DOCUMENT TEXT =>

============

AWS MSK to Firehose record transformation before landing into S3

189 views Asked by At

I`m trying to use AWS MSK as a source in AWS Firehose delivery stream, but I have hit a dead-end in trying to apply data transformation to the Firehose stream before it dumps data to S3.
First of all, according to AWS Documentation valid values for the type parameter are: RecordDeAggregation | Lambda | MetadataExtraction | AppendDelimiterToRecord | Decompression. The one I'm interested in is AppendDelimiterToRecord, but deploying a Firehose Stream with correctly set AppendDelimiterToRecord processor type results in absolutely nothing, nor is this option available when deploying/editing the Firehose Stream with AWS Console.
Have I misconfigured something or is AWS just being weird?
Second of all, using Lambda as a processor results in the following error message, which arrives into /processing-failed prefix in S3 bucket, "errorCode":"Lambda.InvalidReturnFormat","errorMessage":"The data field cannot be null if status is Ok". The data field is certainly not null, because I can see from Lamdba logs that it's populated. No errors during processing in Lambda either.

============

TASKS AND EXERCISES =>
1. Condense the paragraph of the MSK-to-Firehose post above that begins "First of all, according to AWS Documentation" into a short bulleted list that keeps its main facts.
2. From the MSK-to-Firehose post above, reproduce verbatim the part that opens with the words containing "First of all, according" and closes with "in Lambda either.".

RECORD LIST =>
============

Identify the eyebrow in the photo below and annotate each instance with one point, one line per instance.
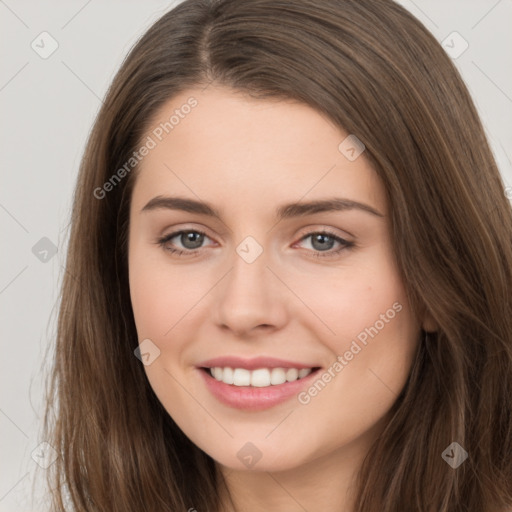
(286, 211)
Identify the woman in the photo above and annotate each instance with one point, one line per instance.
(289, 273)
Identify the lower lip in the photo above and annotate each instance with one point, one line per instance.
(254, 398)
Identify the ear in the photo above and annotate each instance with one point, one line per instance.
(429, 324)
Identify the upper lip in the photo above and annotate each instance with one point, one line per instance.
(252, 364)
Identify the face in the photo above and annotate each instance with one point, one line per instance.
(299, 287)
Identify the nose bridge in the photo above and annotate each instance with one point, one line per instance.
(249, 295)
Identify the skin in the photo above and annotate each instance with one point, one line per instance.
(246, 157)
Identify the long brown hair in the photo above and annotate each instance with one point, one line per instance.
(375, 71)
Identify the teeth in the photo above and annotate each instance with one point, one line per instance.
(260, 378)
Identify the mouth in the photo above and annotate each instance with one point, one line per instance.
(258, 378)
(257, 389)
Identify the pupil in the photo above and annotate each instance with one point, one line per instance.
(322, 239)
(195, 238)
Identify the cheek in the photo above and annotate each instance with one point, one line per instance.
(160, 293)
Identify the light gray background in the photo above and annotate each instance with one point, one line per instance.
(48, 107)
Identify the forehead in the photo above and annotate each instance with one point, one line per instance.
(228, 148)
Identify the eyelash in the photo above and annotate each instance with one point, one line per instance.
(345, 244)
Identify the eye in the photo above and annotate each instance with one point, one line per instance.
(190, 240)
(323, 241)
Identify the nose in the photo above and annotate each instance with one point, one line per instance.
(251, 298)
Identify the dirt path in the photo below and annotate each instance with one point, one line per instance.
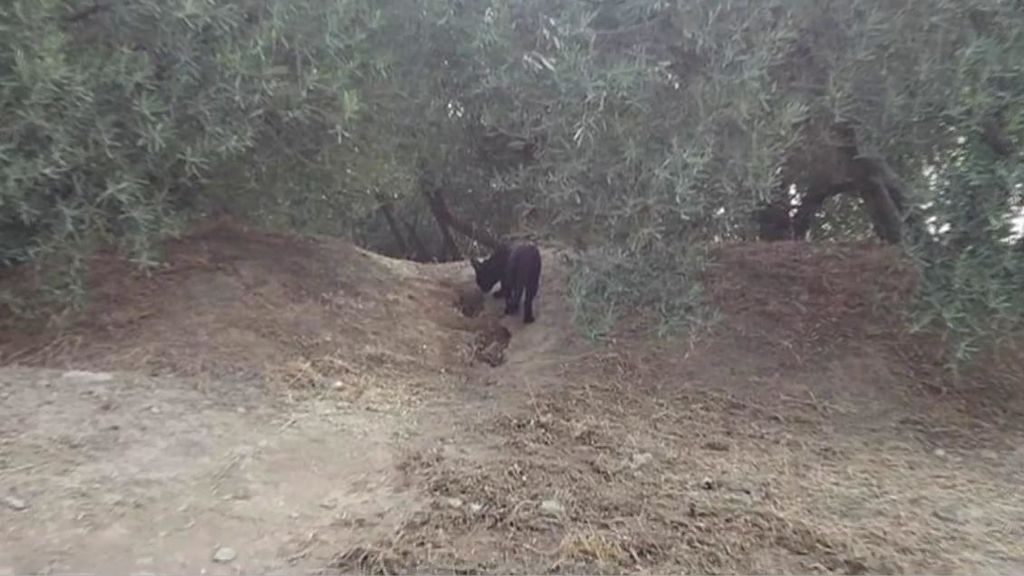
(390, 433)
(121, 474)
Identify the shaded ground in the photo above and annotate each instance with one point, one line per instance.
(310, 405)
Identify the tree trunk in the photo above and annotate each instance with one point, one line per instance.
(436, 203)
(811, 204)
(388, 212)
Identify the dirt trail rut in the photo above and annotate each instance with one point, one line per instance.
(272, 405)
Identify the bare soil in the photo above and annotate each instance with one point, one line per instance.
(314, 407)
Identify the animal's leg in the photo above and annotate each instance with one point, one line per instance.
(527, 306)
(512, 299)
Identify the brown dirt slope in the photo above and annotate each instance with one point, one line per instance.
(804, 434)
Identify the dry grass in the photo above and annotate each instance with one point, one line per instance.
(805, 435)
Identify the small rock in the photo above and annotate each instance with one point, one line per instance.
(84, 376)
(15, 503)
(717, 446)
(224, 554)
(640, 460)
(552, 508)
(952, 515)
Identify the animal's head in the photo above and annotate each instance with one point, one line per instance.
(486, 274)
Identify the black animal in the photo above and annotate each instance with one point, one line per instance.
(518, 269)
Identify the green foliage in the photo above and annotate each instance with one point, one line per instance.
(636, 129)
(659, 291)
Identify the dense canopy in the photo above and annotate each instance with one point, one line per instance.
(641, 131)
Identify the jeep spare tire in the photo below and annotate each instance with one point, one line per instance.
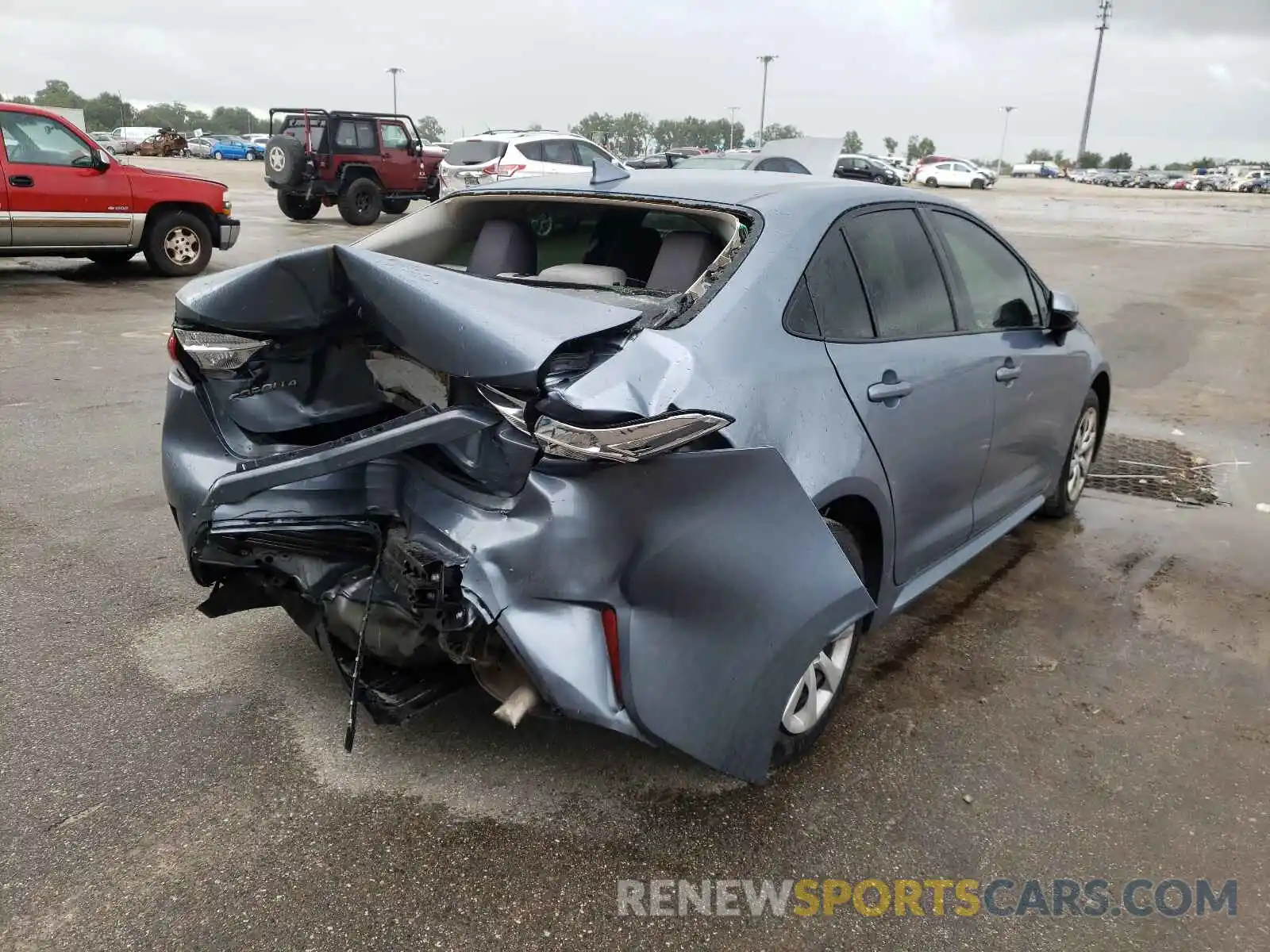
(283, 160)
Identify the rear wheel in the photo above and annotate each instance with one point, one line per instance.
(1080, 460)
(819, 689)
(298, 207)
(177, 244)
(361, 202)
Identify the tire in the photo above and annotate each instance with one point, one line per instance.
(361, 202)
(177, 244)
(1080, 452)
(298, 207)
(791, 746)
(111, 259)
(283, 160)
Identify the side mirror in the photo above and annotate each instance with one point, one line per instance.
(1064, 313)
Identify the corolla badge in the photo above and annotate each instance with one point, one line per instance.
(264, 389)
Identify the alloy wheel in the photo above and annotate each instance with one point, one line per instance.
(1083, 452)
(182, 245)
(813, 695)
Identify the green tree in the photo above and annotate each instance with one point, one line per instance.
(57, 93)
(105, 112)
(234, 120)
(918, 148)
(595, 126)
(429, 129)
(776, 131)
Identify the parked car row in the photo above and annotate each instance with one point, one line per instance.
(1246, 181)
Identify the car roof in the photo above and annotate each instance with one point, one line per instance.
(761, 190)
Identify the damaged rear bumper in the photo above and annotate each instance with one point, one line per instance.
(723, 579)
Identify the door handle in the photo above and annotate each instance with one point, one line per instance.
(889, 390)
(1009, 372)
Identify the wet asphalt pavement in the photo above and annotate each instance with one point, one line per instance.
(1085, 700)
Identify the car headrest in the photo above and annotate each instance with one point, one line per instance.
(683, 257)
(503, 248)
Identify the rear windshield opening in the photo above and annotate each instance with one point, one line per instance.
(475, 152)
(649, 253)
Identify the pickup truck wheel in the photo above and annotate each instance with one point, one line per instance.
(111, 259)
(177, 244)
(361, 202)
(298, 207)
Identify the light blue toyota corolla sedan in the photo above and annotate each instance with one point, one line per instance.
(652, 451)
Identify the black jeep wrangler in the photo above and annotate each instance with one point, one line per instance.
(364, 163)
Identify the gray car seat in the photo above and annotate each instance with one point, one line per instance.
(683, 259)
(505, 248)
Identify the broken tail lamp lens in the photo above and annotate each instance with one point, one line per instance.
(213, 352)
(626, 442)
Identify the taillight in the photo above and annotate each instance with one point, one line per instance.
(609, 617)
(214, 352)
(501, 171)
(626, 442)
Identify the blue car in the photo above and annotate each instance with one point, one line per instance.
(662, 479)
(235, 148)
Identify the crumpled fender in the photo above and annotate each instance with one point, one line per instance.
(724, 577)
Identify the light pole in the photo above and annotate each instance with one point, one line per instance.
(762, 107)
(1003, 132)
(394, 70)
(1104, 16)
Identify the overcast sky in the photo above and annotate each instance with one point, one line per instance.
(1179, 78)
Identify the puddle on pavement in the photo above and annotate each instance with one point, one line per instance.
(546, 772)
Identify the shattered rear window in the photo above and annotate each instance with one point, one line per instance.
(475, 152)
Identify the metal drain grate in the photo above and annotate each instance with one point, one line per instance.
(1153, 469)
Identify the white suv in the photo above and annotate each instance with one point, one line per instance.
(514, 154)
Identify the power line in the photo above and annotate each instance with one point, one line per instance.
(1104, 16)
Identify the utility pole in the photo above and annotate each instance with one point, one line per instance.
(1104, 16)
(1003, 132)
(762, 107)
(394, 70)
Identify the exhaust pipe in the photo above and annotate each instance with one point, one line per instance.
(521, 701)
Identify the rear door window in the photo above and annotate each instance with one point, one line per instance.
(559, 152)
(475, 152)
(901, 274)
(836, 292)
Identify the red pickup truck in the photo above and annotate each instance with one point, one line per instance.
(61, 194)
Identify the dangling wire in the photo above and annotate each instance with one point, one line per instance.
(351, 730)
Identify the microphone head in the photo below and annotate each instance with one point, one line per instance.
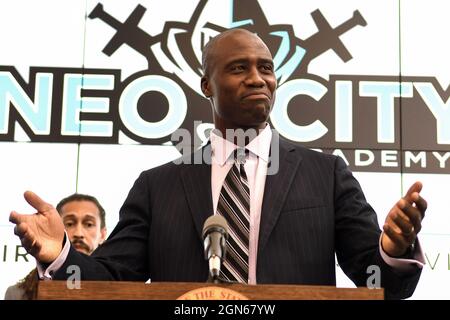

============

ANSWERS TO THE EXERCISES =>
1.
- The AWS Documentation lists the valid values for the type parameter as RecordDeAggregation, Lambda, MetadataExtraction, AppendDelimiterToRecord, and Decompression.
- The processor of interest is AppendDelimiterToRecord.
- Deploying a Firehose stream with that processor type set correctly has no effect at all.
- The option is also unavailable when deploying or editing the Firehose stream in the AWS Console.

2.
First of all, according to AWS Documentation valid values for the type parameter are: RecordDeAggregation | Lambda | MetadataExtraction | AppendDelimiterToRecord | Decompression. The one I'm interested in is AppendDelimiterToRecord, but deploying a Firehose Stream with correctly set AppendDelimiterToRecord processor type results in absolutely nothing, nor is this option available when deploying/editing the Firehose Stream with AWS Console.
Have I misconfigured something or is AWS just being weird?
Second of all, using Lambda as a processor results in the following error message, which arrives into /processing-failed prefix in S3 bucket, "errorCode":"Lambda.InvalidReturnFormat","errorMessage":"The data field cannot be null if status is Ok". The data field is certainly not null, because I can see from Lamdba logs that it's populated. No errors during processing in Lambda either.